[Point-per-instance localization data]
● ● ● ●

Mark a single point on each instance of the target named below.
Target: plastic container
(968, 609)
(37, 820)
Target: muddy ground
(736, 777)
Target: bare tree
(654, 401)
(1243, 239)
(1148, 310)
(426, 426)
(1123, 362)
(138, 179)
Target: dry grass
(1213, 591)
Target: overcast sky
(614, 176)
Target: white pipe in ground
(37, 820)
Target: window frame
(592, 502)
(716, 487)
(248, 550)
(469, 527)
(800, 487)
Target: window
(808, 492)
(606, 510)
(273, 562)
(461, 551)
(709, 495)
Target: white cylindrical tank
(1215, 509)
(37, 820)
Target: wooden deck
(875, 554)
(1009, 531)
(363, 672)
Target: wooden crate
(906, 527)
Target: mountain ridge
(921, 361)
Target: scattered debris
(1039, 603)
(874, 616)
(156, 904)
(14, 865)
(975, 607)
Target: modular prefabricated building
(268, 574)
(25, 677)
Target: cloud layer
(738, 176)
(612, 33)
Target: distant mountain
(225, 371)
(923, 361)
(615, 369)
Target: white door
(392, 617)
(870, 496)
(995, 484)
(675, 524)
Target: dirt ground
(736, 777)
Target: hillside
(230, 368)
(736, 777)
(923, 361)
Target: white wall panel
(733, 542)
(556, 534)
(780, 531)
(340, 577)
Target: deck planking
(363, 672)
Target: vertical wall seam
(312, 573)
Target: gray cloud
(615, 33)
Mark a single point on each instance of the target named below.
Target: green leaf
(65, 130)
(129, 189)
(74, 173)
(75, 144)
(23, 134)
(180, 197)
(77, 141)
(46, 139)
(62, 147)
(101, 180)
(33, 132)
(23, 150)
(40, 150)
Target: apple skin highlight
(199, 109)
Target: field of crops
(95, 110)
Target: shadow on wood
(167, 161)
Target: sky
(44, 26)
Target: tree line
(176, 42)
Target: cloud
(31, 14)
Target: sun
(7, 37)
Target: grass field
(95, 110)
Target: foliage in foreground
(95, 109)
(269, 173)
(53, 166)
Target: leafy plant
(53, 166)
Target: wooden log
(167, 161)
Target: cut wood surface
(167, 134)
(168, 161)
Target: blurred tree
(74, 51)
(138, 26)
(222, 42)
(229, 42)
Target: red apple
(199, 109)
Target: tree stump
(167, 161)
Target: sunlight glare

● ● ● ●

Reproduce all of the records precisely. No word may differ.

Mark a single point on each instance of the target named below.
Target: plastic container
(968, 609)
(37, 820)
Target: muddy ground
(736, 777)
Target: bare tree
(654, 401)
(1243, 239)
(1148, 310)
(426, 426)
(1123, 362)
(138, 179)
Target: dry grass
(1213, 591)
Target: overcast sky
(614, 176)
Target: white pipe in ground
(37, 820)
Target: window frame
(592, 502)
(716, 487)
(248, 550)
(469, 527)
(800, 487)
Target: window
(808, 492)
(606, 510)
(273, 562)
(461, 551)
(709, 495)
Target: white cylindrical tank
(1215, 509)
(37, 820)
Target: wooden deck
(875, 554)
(1009, 531)
(363, 672)
Target: wooden crate
(906, 527)
Target: mountain ridge
(921, 361)
Target: scattered debris
(1039, 603)
(874, 616)
(156, 904)
(14, 865)
(975, 607)
Target: modular prefabricated building
(268, 574)
(25, 677)
Target: cloud layer
(738, 176)
(612, 33)
Target: distant mountain
(225, 371)
(923, 361)
(615, 369)
Target: white door
(392, 617)
(870, 496)
(995, 484)
(675, 524)
Target: dirt ground
(736, 777)
Target: hillside
(230, 368)
(736, 777)
(923, 361)
Target: white wall panel
(733, 542)
(556, 534)
(780, 531)
(340, 577)
Target: deck planking
(363, 672)
Target: vertical wall seam
(312, 573)
Target: gray cloud
(615, 33)
Mark a single point on each instance of the target named below.
Target: green leaf
(65, 130)
(129, 189)
(74, 173)
(75, 144)
(23, 134)
(180, 197)
(77, 141)
(46, 139)
(62, 147)
(101, 180)
(33, 132)
(23, 150)
(40, 150)
Target: apple skin highlight
(199, 109)
Target: field of crops
(95, 110)
Target: shadow on wood
(167, 161)
Target: sky
(44, 26)
Target: tree line
(176, 42)
Target: cloud
(31, 14)
Target: sun
(7, 37)
Target: grass field
(95, 110)
Target: foliage in foreground
(95, 109)
(269, 173)
(53, 166)
Target: leafy plant
(53, 166)
Target: wooden log
(167, 161)
Target: cut wood surface
(167, 134)
(168, 161)
Target: blurred tree
(74, 51)
(138, 26)
(222, 42)
(229, 42)
Target: red apple
(199, 109)
Target: tree stump
(167, 161)
Target: sunlight glare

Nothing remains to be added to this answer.